▶ Exercise material:

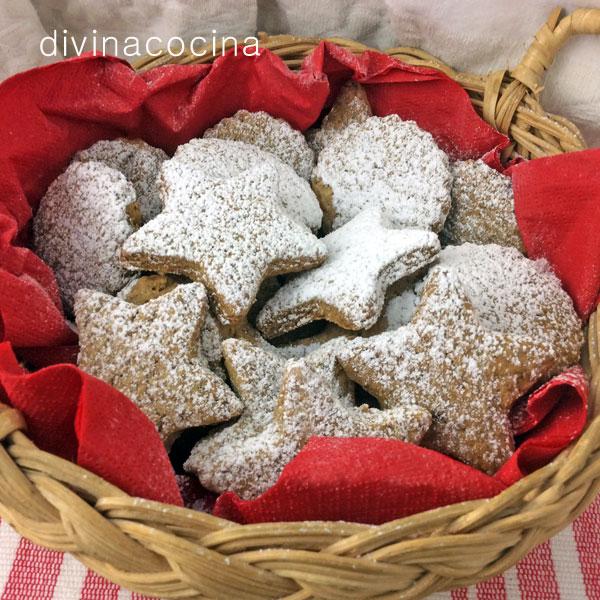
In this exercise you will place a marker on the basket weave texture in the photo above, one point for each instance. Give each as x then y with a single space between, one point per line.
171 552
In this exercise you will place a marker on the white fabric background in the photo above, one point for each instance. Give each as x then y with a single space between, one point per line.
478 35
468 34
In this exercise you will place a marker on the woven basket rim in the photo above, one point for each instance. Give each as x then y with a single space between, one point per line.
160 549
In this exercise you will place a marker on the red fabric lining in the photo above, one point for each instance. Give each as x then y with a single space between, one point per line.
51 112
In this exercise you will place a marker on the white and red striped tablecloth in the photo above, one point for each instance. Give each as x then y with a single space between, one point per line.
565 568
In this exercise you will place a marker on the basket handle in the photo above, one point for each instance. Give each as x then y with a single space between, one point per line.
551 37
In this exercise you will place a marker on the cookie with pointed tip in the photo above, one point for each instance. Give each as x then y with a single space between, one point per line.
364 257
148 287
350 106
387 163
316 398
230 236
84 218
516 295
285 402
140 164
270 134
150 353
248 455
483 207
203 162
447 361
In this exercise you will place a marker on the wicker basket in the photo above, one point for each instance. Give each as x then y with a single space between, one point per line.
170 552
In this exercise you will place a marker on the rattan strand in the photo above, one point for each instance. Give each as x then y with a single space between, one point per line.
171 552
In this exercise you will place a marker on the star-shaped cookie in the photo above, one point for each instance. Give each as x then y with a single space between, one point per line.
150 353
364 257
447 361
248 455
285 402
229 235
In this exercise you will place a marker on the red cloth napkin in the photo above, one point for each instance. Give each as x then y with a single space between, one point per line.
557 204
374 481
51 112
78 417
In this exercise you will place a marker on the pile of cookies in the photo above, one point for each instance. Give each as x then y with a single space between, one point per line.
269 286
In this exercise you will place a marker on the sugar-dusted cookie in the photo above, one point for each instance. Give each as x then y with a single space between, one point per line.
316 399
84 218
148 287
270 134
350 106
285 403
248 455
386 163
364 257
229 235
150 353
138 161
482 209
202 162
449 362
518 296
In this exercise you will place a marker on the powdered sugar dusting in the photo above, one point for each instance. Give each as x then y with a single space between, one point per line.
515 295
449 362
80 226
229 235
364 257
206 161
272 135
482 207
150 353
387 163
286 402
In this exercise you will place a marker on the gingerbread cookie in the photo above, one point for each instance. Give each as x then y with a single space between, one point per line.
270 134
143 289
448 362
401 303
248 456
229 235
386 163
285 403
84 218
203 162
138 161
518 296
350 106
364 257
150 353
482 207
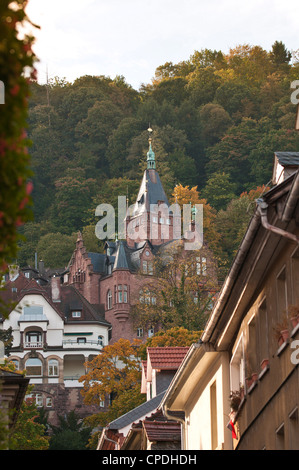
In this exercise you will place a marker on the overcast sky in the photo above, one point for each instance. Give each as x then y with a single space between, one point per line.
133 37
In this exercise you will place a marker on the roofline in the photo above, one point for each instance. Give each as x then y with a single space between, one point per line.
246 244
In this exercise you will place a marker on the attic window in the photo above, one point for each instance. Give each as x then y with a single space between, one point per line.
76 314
--
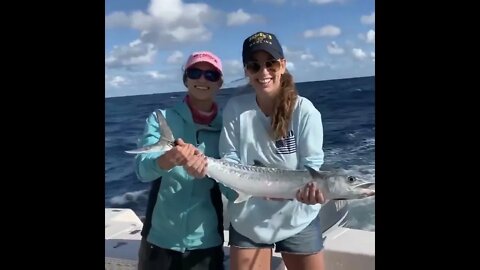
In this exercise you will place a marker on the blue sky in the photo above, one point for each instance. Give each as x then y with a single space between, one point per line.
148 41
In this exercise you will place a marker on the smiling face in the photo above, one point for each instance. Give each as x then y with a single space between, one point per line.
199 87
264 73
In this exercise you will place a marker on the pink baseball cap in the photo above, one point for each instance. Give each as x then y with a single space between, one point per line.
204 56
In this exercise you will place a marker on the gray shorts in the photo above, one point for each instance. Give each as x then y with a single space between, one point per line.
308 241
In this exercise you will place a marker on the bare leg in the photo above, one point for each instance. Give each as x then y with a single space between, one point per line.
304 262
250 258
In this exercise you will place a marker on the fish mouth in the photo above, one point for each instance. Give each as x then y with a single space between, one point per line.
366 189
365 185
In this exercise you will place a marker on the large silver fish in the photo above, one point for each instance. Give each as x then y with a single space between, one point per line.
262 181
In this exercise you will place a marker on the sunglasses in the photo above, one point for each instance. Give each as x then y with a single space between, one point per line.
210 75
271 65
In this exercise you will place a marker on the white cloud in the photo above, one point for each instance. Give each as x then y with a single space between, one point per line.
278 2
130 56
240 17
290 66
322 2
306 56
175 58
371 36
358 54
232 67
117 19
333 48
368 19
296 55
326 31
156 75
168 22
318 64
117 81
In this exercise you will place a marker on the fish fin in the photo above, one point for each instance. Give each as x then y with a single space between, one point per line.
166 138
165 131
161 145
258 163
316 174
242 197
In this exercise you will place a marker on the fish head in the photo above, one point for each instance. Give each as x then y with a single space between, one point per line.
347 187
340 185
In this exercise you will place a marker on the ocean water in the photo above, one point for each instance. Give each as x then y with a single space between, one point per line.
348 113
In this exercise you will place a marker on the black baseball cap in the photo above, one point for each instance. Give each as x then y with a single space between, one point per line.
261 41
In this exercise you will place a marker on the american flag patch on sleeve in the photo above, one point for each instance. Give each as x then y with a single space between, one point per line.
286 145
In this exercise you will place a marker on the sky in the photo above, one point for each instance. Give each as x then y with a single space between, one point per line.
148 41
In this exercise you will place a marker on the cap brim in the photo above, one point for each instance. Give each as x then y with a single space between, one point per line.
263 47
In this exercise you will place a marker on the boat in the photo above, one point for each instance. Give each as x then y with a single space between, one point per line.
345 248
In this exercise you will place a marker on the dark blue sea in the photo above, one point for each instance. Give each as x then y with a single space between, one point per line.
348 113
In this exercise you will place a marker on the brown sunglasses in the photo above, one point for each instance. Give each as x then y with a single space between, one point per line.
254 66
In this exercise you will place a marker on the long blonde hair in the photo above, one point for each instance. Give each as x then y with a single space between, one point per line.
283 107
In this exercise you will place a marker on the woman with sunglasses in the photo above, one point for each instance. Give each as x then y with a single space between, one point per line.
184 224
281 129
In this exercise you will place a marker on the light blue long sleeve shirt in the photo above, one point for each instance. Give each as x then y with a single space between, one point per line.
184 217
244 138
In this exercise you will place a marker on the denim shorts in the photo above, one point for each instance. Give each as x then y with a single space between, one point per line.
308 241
* * *
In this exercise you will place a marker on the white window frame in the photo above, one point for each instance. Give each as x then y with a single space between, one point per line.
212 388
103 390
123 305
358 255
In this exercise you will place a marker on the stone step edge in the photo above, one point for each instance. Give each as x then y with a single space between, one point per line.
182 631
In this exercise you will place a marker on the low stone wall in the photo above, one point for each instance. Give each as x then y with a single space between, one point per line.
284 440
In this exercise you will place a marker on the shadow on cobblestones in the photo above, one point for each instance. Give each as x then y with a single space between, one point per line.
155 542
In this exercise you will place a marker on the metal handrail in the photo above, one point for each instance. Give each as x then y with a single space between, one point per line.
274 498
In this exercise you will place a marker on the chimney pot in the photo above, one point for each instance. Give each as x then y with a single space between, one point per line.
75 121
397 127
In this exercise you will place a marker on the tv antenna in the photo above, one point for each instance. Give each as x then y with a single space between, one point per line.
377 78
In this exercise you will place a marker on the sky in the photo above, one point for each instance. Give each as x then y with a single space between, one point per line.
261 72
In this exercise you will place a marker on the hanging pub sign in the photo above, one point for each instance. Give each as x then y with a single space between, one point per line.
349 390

▶ Directions for this task: Display each line of the records above that contains the string "sugar", with case counting.

▶ Solution to this exercise:
In this exercise you will place a marker on the sugar-dusted cookie in the photo above, one point for each instance. Give each as x then y with a single space between, one point per line.
In this exercise you will place a marker on the powdered sugar dusting in the photo above, one point for each instance. Give each as x then y with a single space between, one point per line.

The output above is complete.